PROBLEM DETAILS: Set all the material down again unchanged, without the pictures.
## begin DATA PROVIDED
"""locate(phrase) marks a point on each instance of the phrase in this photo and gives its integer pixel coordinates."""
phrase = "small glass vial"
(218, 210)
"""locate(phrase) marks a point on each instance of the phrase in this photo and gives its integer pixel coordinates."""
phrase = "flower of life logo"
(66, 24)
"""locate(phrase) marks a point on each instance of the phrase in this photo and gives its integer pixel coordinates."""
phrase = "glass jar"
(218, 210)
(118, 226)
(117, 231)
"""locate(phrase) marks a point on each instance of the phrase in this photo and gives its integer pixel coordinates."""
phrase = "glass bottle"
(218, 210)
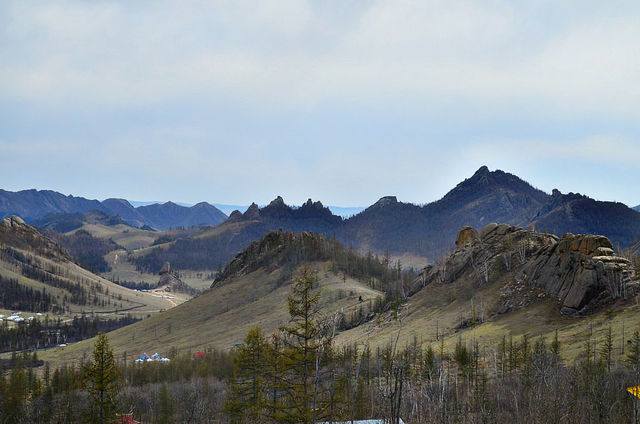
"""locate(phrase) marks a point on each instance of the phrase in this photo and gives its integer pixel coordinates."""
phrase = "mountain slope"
(575, 213)
(386, 226)
(32, 205)
(402, 227)
(252, 290)
(507, 282)
(39, 268)
(473, 293)
(212, 248)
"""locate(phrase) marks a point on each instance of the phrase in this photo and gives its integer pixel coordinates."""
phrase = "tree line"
(297, 374)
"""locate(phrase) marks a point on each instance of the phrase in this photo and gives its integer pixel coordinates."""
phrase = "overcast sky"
(342, 101)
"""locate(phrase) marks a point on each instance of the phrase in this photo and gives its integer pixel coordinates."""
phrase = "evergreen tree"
(302, 338)
(248, 396)
(166, 405)
(606, 350)
(101, 380)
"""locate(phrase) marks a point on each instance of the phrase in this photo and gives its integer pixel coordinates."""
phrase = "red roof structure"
(126, 419)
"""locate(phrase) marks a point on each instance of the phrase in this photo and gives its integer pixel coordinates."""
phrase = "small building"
(372, 421)
(125, 419)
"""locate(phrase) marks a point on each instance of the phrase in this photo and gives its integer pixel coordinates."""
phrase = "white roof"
(372, 421)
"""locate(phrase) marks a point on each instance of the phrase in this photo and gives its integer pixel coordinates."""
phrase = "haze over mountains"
(388, 225)
(404, 228)
(35, 204)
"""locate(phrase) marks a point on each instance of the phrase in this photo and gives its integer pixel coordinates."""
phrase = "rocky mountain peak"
(386, 201)
(16, 233)
(252, 212)
(581, 271)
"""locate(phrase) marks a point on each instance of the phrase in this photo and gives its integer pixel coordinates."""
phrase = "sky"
(340, 101)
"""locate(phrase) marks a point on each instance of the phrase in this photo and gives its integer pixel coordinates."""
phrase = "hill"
(252, 290)
(34, 205)
(38, 275)
(397, 228)
(509, 282)
(502, 282)
(427, 230)
(212, 248)
(575, 213)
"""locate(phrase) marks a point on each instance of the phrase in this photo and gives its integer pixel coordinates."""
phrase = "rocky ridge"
(580, 271)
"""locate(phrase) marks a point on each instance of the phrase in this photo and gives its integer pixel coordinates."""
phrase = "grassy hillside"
(450, 301)
(222, 316)
(33, 261)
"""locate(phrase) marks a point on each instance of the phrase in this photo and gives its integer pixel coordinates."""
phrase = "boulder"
(578, 270)
(466, 235)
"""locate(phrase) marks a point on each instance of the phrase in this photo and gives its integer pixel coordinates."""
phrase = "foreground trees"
(298, 375)
(101, 378)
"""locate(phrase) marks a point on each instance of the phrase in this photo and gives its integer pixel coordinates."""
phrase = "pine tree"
(633, 357)
(248, 399)
(101, 379)
(606, 351)
(302, 337)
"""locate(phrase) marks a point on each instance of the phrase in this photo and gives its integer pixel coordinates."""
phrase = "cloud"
(343, 100)
(293, 54)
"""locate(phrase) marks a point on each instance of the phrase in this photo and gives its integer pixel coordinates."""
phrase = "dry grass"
(222, 316)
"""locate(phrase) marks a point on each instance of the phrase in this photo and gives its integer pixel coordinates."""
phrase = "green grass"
(222, 316)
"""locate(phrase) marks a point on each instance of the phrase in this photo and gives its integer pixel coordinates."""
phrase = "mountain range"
(32, 205)
(397, 228)
(387, 226)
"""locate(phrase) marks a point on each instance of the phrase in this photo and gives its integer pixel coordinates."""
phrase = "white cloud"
(292, 54)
## end DATA PROVIDED
FINISHED EXERCISE:
"""locate(phrase) marks a point on each instance of the phrase in this photo and gives its integer pixel coordinates."""
phrase = "small glass vial"
(218, 210)
"""locate(phrase) marks a point on each instance of the phrase in this photo and gives its integer pixel coordinates."""
phrase = "flower of life logo"
(66, 24)
"""locate(phrase) marks a point on each instance of the phrase in this photo and gives its integer pixel coordinates."""
phrase = "glass jar"
(218, 210)
(118, 226)
(117, 231)
"""locate(phrase) marks a point on each instance of the phrase in this photo and gives its integer pixel coordinates."""
phrase = "glass bottle"
(218, 210)
"""locate(phrase) marks a point on each instance of the phrase in this photo and gives its integer pixel coordinates."""
phrase = "mountain slope"
(575, 213)
(386, 226)
(32, 205)
(402, 227)
(252, 290)
(507, 282)
(39, 268)
(473, 293)
(212, 248)
"""locate(phrase) marks a point on each instance of the phrase in this photo and gives its integer pixel coordinates."""
phrase = "tree line"
(297, 374)
"""locate(phrase) marks a point on each instance of the phrase in this photo and gives its integer pixel coordinates."""
phrase = "overcast sky"
(342, 101)
"""locate(phrase) marks a point on each instance of the phrase in this photo and gives its integer pixel coordinates."""
phrase = "evergreen tree"
(302, 338)
(248, 396)
(166, 405)
(606, 350)
(101, 380)
"""locate(phrase) marks a point on each instance of the phrase in this photo and gives its integer pixel coordinates."""
phrase = "red roof structure"
(126, 419)
"""locate(phrase) marks a point on each instance of the phrase in this photo and gives its integer pixel coordinates."""
phrase = "small building"
(372, 421)
(125, 419)
"""locate(phrase) marks a point on each instance of the phrase in this photo and gives its integer pixel coordinates."""
phrase = "white roof"
(372, 421)
"""locate(phrase) marks a point on each instance of the phrase in this photo and gives its integer pixel coordinates."""
phrase = "haze over mountains"
(388, 225)
(404, 228)
(35, 204)
"""locate(phrase) marks a point on each instance of the phrase in this photo and gives its integer pixel coordinates."""
phrase = "rocky mountain peak"
(386, 201)
(16, 233)
(252, 212)
(581, 271)
"""locate(phrase) marks a point on each instance of the phrase in this photo and gives its integer pixel coordinates."""
phrase = "sky"
(340, 101)
"""locate(phrase) marks a point on each instance of the phrase in this photo and gives its integer pixel coordinates."""
phrase = "hill"
(252, 290)
(34, 205)
(38, 275)
(397, 228)
(509, 282)
(502, 282)
(427, 230)
(212, 248)
(575, 213)
"""locate(phrase) marks a point on each instance of the phrase in this photo and gives its integer pixel coordinates."""
phrase = "rocky ridge"
(580, 271)
"""locate(phrase) marks a point on each instance of the phrase in this photo and gives its integer pixel coordinates."""
phrase = "grassy hillside"
(450, 301)
(222, 316)
(33, 261)
"""locate(phrase) marks a point on each instance of the phrase in this photo and gives its integer pixel coordinates."""
phrase = "boulder"
(578, 270)
(466, 235)
"""locate(phrase) marks a point on each instance of the phrase in this photo and gives its integer pixel coordinates."""
phrase = "foreground trees"
(298, 375)
(101, 378)
"""locate(phrase) marks a point on each instance of the phrase in this photo and gives its integer pixel coordinates."""
phrase = "pine tree"
(633, 357)
(248, 399)
(101, 379)
(606, 351)
(302, 337)
"""locate(phrase) marks a point on each instance of the phrase in this photo and gives its integer pixel coordinates."""
phrase = "cloud"
(343, 100)
(293, 54)
"""locate(phrase) marks a point on each instance of the phrase in this photo and gives its integer pixel coordinates."""
phrase = "dry grass"
(222, 316)
"""locate(phrase) marks a point on each instance of the phrase in this photo and gives its integer pixel coordinates."""
phrase = "green grass"
(222, 316)
"""locate(phrase) marks a point on each instance of the phrase in this photo and gives its integer pixel coordinates."""
phrase = "mountain range"
(32, 205)
(397, 228)
(387, 226)
"""locate(phrase) marks a point on each instance of the phrase in this photo and gives its integer pixel coordinates."""
phrase = "white cloud"
(292, 54)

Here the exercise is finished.